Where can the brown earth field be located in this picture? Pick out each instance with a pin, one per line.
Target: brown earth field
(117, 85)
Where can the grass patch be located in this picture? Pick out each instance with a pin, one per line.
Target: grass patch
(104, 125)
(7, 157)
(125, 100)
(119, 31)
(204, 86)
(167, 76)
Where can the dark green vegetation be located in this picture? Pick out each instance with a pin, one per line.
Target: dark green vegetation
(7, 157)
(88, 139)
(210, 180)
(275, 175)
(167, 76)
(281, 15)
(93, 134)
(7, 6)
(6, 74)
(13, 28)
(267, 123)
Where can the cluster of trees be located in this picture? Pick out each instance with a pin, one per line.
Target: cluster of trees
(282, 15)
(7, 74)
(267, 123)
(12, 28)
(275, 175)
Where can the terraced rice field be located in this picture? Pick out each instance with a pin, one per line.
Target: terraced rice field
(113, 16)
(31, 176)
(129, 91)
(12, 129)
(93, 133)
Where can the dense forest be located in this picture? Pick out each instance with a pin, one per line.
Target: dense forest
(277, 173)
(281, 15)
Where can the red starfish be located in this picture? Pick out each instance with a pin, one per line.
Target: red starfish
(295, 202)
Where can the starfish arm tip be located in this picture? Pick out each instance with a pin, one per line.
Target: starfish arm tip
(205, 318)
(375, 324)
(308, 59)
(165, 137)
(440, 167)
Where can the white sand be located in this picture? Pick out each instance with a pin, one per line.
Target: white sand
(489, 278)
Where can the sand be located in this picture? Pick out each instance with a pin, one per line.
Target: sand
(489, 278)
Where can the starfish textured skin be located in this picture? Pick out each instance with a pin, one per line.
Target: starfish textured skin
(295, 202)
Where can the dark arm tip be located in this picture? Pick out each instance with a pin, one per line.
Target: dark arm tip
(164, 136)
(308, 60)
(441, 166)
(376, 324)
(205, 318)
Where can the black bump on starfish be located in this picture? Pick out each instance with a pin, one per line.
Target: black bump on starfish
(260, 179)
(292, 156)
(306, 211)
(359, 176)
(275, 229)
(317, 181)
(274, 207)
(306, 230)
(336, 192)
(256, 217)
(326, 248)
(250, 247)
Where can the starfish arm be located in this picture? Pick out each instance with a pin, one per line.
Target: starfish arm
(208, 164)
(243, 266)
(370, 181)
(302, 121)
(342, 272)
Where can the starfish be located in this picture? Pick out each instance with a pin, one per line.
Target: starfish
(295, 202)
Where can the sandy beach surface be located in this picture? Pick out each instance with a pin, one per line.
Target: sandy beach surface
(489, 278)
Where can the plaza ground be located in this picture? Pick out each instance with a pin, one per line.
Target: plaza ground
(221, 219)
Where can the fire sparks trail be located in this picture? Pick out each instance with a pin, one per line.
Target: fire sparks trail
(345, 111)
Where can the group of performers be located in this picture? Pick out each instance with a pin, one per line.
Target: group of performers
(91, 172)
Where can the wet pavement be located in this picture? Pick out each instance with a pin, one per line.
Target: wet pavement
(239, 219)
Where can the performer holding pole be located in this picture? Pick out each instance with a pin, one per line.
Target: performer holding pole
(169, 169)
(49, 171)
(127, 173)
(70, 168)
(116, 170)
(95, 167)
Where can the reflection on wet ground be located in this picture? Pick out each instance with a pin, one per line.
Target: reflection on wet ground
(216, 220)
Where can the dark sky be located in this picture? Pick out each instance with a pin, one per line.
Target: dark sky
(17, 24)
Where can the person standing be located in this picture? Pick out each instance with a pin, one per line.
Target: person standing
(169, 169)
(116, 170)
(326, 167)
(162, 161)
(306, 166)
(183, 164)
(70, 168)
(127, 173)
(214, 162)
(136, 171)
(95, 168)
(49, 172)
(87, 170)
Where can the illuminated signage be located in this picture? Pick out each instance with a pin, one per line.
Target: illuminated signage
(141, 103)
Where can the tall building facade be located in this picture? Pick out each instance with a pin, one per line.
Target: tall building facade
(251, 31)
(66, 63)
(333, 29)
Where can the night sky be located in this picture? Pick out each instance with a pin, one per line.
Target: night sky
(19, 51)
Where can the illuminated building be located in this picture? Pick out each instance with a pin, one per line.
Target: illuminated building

◆ GIVEN EXERCISE: Give the part of the entries above that opens with the line containing "Where can the illuminated building" and runs through the end of the entries as a JSON list of strings, one string per line, leaving out blank lines.

◆ TASK ANSWER:
[
  "Where can the illuminated building be located in this picture? Pick out each instance with a pin, one per line.",
  "Target: illuminated building"
]